■ **Tindakan yang diperlukan**
Tulis ulang materi tanpa perubahan apa pun, mulai dari awal materi sampai dengan baris yang memuat "122L468 127L466 130L471", dan sertakan baris tersebut.
---+---
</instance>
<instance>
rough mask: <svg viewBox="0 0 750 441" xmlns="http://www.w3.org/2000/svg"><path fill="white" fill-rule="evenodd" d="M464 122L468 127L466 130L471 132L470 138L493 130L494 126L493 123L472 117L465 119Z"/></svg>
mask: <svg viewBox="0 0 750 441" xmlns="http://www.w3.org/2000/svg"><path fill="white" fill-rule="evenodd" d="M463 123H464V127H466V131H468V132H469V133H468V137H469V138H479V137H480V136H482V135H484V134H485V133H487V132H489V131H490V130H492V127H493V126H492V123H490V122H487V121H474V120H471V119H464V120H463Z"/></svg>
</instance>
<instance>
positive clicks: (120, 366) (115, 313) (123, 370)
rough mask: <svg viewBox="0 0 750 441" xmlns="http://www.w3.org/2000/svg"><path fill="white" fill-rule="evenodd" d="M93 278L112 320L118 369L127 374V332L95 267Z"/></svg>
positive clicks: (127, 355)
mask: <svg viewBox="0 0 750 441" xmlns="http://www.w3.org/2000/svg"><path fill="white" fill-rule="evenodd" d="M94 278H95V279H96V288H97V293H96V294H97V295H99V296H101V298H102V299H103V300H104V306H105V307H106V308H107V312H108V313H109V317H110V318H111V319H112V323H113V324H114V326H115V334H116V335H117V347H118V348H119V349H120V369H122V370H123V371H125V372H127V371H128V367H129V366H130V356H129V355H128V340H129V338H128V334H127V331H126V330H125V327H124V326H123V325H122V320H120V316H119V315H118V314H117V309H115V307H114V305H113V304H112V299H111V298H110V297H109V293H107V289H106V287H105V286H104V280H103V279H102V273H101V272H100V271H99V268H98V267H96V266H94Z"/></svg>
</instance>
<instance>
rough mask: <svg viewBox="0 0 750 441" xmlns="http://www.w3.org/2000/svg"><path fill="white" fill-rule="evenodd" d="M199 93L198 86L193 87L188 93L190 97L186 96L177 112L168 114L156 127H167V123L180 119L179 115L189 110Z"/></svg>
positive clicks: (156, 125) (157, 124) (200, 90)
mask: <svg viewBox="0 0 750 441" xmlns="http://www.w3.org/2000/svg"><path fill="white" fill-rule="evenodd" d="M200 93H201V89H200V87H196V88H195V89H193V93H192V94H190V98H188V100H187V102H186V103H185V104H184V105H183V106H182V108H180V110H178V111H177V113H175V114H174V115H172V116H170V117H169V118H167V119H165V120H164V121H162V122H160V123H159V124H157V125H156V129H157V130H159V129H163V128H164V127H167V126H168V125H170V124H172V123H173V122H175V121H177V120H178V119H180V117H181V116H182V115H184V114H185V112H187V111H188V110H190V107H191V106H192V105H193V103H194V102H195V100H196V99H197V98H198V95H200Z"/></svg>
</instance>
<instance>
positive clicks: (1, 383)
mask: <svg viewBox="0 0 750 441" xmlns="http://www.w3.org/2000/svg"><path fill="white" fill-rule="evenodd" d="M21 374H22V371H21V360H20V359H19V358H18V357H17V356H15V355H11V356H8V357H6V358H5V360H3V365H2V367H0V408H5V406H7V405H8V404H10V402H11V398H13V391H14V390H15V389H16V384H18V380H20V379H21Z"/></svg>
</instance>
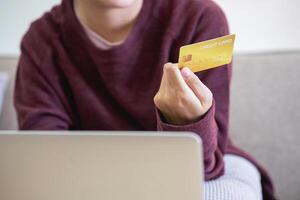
---+---
■ **Hasil pengerjaan tugas**
</instance>
<instance>
rough mask: <svg viewBox="0 0 750 441" xmlns="http://www.w3.org/2000/svg"><path fill="white" fill-rule="evenodd" d="M464 122L468 127L466 130L471 132L470 138L493 130L494 126L493 123L472 117L465 119Z"/></svg>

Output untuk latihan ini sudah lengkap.